[Extract to read]
════════════════
Josh Warrington’s frustrating period of inactivity seems to be nearing an end after he agreed terms to face WBA featherweight champion Leigh Wood in October.
 
Front-running cities for the fight include Nottingham, Leeds and Sheffield, with larger venues in Manchester and London unavailable for the date.
 
Wood-Warrington is an excellent fight. Warrington, 31-2-1 (8 KOs) last boxed in December, losing narrowly to Luis Lopez.
 
Wood, 27-3 (16 KOs) has boxed Mauricio Lara twice this year, losing by knockout in February but avenging the defeat on points three months later.
 
Wood is 34, Warrington, who has his own history with Lara, is 32.
 
“That’s correct,” Warrington said, when asked whether he’d agreed the Wood fight. “Looks like we finally have some fight news after a frustrating 2023, with fights promised, fights not happening, deals not been done, it now looks like a big fight with Mr Wood.”
 
Warrington has had just two fights in two years.
 
“Of course, it’s no good being on the sidelines,” Warrington added. “It’s going to be 10 months since I boxed and inactivity is not good for a fighter, or for any athlete.”
════════════════
[Stated goal] In the boxing report, to whom did Josh Warrington lose when he last fought in December?

[Records provided]
════════════════
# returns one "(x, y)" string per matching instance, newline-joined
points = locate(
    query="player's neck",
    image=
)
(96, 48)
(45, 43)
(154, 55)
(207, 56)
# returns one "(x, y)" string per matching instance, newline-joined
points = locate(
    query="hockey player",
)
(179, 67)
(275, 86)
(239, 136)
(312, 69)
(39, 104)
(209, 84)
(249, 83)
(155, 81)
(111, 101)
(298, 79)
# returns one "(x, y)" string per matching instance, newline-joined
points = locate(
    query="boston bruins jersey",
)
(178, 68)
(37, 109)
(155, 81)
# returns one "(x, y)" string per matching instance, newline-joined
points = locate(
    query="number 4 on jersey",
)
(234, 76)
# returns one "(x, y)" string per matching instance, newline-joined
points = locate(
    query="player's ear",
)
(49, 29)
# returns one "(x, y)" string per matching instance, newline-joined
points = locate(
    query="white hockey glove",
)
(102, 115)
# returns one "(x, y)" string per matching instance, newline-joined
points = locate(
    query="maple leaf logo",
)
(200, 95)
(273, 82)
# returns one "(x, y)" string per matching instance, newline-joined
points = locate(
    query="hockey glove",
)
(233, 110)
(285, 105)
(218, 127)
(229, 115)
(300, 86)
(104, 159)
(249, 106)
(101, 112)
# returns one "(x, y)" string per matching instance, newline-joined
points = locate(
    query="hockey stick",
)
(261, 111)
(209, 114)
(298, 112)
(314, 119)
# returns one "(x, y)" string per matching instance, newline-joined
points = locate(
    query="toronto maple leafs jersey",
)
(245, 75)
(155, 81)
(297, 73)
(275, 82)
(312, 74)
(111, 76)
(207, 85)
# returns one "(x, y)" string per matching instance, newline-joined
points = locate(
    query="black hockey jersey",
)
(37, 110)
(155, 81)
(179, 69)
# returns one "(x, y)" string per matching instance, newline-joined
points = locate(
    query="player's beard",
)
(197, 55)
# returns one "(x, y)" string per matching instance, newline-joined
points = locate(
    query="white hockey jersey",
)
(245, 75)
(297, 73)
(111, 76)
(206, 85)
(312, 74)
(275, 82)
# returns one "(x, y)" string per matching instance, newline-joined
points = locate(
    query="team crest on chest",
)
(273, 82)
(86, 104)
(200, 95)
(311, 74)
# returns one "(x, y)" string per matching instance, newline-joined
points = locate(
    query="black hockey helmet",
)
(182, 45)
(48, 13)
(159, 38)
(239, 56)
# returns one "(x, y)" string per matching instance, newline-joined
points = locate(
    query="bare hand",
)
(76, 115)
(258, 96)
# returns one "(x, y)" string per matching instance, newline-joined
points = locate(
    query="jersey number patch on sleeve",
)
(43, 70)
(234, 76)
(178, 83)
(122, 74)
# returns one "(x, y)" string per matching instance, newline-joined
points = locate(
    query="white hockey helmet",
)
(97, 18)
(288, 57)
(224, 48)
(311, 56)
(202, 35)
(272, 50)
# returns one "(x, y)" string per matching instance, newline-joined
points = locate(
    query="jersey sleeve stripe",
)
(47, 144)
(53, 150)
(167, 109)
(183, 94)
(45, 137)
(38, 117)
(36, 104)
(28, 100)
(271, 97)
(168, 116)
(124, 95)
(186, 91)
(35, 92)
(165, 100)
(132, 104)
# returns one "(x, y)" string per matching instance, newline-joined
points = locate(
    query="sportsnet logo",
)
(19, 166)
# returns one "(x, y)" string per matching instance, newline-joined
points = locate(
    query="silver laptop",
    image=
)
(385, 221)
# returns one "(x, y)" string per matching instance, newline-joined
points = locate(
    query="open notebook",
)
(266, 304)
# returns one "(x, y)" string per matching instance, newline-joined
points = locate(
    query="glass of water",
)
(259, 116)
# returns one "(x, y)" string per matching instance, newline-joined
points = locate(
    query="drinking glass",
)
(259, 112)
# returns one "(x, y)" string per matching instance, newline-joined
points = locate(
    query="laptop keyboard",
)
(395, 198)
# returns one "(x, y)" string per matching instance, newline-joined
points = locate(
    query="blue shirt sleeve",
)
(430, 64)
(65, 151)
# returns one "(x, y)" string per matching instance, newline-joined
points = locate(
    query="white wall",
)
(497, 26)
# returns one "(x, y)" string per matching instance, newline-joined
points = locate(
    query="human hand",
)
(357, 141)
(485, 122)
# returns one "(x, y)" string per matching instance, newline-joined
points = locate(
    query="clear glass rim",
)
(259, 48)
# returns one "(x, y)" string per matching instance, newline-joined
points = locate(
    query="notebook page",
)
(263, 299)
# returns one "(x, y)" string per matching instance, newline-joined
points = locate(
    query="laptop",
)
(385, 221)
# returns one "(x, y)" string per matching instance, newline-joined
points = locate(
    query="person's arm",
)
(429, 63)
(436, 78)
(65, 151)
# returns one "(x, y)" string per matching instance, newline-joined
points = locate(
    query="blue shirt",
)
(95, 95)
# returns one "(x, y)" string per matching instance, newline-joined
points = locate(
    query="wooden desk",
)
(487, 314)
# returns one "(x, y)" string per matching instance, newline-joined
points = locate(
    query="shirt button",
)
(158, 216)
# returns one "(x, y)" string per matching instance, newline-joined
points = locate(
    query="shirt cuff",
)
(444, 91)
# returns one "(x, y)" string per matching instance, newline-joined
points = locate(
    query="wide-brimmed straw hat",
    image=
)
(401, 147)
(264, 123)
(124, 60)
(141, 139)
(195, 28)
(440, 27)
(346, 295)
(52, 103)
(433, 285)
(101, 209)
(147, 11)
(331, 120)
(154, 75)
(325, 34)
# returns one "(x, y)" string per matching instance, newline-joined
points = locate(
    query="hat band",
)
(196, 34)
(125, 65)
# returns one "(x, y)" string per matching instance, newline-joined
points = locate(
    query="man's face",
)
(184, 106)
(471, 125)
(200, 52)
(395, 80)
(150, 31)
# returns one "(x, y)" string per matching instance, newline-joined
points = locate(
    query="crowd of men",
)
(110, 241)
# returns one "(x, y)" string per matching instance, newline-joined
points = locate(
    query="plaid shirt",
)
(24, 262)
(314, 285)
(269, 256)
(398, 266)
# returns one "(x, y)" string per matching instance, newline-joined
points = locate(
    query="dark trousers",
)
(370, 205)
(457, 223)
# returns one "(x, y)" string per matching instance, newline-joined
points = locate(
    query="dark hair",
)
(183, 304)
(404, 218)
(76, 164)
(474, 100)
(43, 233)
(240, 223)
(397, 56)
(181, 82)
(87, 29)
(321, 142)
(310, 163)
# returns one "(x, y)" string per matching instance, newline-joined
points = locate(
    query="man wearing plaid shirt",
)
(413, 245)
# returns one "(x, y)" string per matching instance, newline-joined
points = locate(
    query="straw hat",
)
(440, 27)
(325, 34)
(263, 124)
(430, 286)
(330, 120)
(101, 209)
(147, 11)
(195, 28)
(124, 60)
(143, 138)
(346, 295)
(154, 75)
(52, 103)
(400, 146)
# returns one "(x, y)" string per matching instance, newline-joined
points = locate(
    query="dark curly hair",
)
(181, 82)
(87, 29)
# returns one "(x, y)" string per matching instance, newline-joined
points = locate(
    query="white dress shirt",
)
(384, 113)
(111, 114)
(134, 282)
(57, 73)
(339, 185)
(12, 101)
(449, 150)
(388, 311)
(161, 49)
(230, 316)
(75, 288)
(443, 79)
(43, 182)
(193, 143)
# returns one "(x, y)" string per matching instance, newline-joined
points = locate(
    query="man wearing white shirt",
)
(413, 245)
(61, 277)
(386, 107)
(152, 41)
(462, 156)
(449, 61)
════════════════
[The completed task] Luis Lopez